情報の活用 —
• 1. 本文で「部屋から見える」から「ウェイターたち」までの二文に、名詞句として並べられている項目は何ですか？すべて挙げてください。
• 2. 本文の「ハワイ大学の『東西文化センタ」から「(わからないかもしれない)。」までを、そのまま書き写してください。

抜粋 —

- - - -

大江健三郎/頭のいい「雨の木」

 十六年、という月日について語ることにまだ軽い戸惑いを覚えるのは、私が口先では自分をおっさんだの中年だのと揶揄してみせるわりに、本心のどこかに自分の年齢に納得し切れない部分を残しているからなのだろう。
 「空の怪物アグイー」から十六年。同一人物とは思えないほど変貌していたとしてもおかしくないくらいの年月を経ても、大江健三郎はかつての自分の作品に対する批判に答え続けているように見える。


 ハワイ大学の『東西文化センター』が主催した《文化接触と伝統の再認識》というテーマのセミナーに僕はパネリストの一人として参加する。小説は当初、僕がそこで過ごした日々の報告のかたちをとる。会場となったニュー・イングランド風の建築物、そこは精神病治療の民間施設でもある。部屋から見える巨大な「レイン・ツリー」。スポンサーの女性、他の参加者との交流、紛れ込む陳情者、どこか奇妙なウェイターたち。報告はいつの間にか小説にすり替わっていて、どこから小説になっていたのかは読み終えてからわかる(わからないかもしれない)。
 アレン・ギンズバーグは十代の少年少女を性的に搾取して悪びれる風もない。それどころかそれを大っぴらに見せびらかしさえする。彼にとって信奉者の存在は格好のアピール材料で、信奉者たちはむしろ一番の材料たらんとその身と情熱を捧げている。僕はその同盟者であるようだ。けれどギンズバーグの挑発的なパフォーマンスが当然のように非難の対象になるものだから、僕は無難で慎重な発言に終始する。
 セミナー終了後に開かれるパーティーをある晩、建築家が訪れる。その雄弁な理性の代弁者はギンズバーグを攻撃してパーティーを盛り上げる。ギンズバーグはそんな見世物はお手の物とでもいった態度で負け戦を楽しむ余裕を見せる。そしてその議論の絶頂で、建築家は自らがその舞台となるべく手がけたニュー・イングランド風の建築物に込めた理念を語り始める───。


 大江健三郎はやはり敵の口からも語っている。そうと気づくまでには少し時間のかかる仕掛けだ。だから本音は建築家の意見にある、とまでは言わない。おそらくはその秩序と無秩序の相克こそが大江健三郎の総体なのだろうから。ここに描かれる上昇は立身出世主義的な成功からははるかに隔たって、最後のセーフティネットとしての文学の姿を明らかにする。だがここもまたピラミッドなのではないか。羽ばたく先にあるのもまた別のピラミッドなのではないか。そんな疑問に対する答えまでは提出されていない。私はきっと、この先の短編にその手がかりを探すことになるだろう。

- - - -

コレクション収録の記録 —

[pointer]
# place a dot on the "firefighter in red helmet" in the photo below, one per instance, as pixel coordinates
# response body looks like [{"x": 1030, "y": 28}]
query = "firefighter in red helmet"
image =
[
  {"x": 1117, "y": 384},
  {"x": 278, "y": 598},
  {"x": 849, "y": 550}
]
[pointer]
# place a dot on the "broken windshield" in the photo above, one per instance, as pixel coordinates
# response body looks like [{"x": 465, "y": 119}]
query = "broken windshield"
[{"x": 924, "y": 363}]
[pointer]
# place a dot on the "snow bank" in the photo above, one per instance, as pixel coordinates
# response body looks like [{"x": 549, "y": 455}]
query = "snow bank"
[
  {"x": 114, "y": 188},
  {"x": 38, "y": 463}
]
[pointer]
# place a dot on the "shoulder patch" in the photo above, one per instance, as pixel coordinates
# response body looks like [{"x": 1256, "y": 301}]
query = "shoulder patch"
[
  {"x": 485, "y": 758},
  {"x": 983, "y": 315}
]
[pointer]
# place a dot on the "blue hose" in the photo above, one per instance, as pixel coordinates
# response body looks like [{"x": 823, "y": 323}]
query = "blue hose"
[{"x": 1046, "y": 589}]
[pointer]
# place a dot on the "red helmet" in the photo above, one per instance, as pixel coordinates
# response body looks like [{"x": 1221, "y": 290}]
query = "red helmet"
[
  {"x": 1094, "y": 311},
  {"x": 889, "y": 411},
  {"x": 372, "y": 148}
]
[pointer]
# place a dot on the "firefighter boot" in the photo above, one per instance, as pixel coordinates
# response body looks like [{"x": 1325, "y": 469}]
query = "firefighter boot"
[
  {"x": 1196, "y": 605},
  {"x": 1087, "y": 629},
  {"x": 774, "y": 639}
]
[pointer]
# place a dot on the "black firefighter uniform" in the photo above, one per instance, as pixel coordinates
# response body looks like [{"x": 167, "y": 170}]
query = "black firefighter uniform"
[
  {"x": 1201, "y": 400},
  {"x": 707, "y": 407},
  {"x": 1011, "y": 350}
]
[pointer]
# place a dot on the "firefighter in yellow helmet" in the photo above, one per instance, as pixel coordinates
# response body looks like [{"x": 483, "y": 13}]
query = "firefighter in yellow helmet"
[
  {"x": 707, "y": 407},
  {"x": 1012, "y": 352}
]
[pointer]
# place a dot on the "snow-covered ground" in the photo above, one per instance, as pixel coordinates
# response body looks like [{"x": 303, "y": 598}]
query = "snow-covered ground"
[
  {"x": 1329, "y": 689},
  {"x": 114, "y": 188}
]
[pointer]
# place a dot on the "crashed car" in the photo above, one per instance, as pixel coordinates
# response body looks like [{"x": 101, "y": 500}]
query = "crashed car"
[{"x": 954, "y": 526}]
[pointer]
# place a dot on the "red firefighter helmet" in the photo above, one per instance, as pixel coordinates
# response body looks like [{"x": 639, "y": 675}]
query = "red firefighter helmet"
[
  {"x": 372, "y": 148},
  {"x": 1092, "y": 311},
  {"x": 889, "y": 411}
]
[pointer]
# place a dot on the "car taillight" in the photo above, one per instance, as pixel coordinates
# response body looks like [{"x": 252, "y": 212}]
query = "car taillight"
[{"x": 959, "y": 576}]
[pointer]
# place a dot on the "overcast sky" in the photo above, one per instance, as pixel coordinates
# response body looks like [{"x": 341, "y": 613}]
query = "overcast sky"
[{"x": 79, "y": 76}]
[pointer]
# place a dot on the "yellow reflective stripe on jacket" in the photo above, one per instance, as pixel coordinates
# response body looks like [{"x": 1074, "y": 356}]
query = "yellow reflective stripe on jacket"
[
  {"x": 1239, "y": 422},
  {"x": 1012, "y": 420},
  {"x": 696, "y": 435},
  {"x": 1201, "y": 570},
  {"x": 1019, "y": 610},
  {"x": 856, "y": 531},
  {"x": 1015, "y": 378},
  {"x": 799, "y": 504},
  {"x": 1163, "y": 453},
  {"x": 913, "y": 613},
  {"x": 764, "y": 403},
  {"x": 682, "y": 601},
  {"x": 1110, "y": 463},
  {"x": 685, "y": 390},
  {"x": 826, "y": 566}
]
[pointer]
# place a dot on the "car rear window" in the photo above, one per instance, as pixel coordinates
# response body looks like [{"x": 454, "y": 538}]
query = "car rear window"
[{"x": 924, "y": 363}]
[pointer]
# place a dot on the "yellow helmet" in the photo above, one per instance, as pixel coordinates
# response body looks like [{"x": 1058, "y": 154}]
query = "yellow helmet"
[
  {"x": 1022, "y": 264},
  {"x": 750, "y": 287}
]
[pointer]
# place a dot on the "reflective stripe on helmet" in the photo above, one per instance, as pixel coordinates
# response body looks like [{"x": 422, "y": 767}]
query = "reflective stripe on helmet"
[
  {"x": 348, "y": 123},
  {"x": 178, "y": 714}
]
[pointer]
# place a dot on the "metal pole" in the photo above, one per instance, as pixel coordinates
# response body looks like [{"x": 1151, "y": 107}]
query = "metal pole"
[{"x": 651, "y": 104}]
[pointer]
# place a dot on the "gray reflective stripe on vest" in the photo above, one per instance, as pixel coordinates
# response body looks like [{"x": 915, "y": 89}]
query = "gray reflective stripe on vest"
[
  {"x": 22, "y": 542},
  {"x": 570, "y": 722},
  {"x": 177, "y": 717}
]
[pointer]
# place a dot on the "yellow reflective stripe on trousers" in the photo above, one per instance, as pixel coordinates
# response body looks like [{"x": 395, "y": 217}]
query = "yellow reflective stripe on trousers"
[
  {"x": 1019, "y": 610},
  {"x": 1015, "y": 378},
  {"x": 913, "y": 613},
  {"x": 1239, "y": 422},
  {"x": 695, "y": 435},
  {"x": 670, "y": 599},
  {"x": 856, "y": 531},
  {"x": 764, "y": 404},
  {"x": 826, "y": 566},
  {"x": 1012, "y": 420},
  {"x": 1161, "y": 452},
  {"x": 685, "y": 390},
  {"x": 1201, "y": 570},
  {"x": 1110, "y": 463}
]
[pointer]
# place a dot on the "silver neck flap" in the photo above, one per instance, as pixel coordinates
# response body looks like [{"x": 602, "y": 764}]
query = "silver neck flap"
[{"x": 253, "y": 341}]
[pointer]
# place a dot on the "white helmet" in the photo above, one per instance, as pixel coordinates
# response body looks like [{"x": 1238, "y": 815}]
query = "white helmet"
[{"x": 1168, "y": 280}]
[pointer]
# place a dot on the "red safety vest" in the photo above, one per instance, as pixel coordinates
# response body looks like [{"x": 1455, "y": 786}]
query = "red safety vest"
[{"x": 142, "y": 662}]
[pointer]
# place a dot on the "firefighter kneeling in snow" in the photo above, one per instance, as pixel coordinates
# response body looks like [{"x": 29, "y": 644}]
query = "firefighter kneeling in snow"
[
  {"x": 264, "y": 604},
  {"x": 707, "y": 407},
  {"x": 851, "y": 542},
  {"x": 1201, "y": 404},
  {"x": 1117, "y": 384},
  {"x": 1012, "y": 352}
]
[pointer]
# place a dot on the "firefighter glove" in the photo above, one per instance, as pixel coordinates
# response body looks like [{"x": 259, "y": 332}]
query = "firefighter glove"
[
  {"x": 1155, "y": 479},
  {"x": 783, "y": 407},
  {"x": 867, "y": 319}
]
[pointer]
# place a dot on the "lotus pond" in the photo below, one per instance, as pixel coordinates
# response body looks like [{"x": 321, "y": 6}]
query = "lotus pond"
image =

- - - -

練習問題の解答 —
• 1.
・部屋から見える巨大な「レイン・ツリー」
・スポンサーの女性
・他の参加者との交流
・紛れ込む陳情者
・どこか奇妙なウェイターたち

• 2.
ハワイ大学の『東西文化センター』が主催した《文化接触と伝統の再認識》というテーマのセミナーに僕はパネリストの一人として参加する。小説は当初、僕がそこで過ごした日々の報告のかたちをとる。会場となったニュー・イングランド風の建築物、そこは精神病治療の民間施設でもある。部屋から見える巨大な「レイン・ツリー」。スポンサーの女性、他の参加者との交流、紛れ込む陳情者、どこか奇妙なウェイターたち。報告はいつの間にか小説にすり替わっていて、どこから小説になっていたのかは読み終えてからわかる(わからないかもしれない)。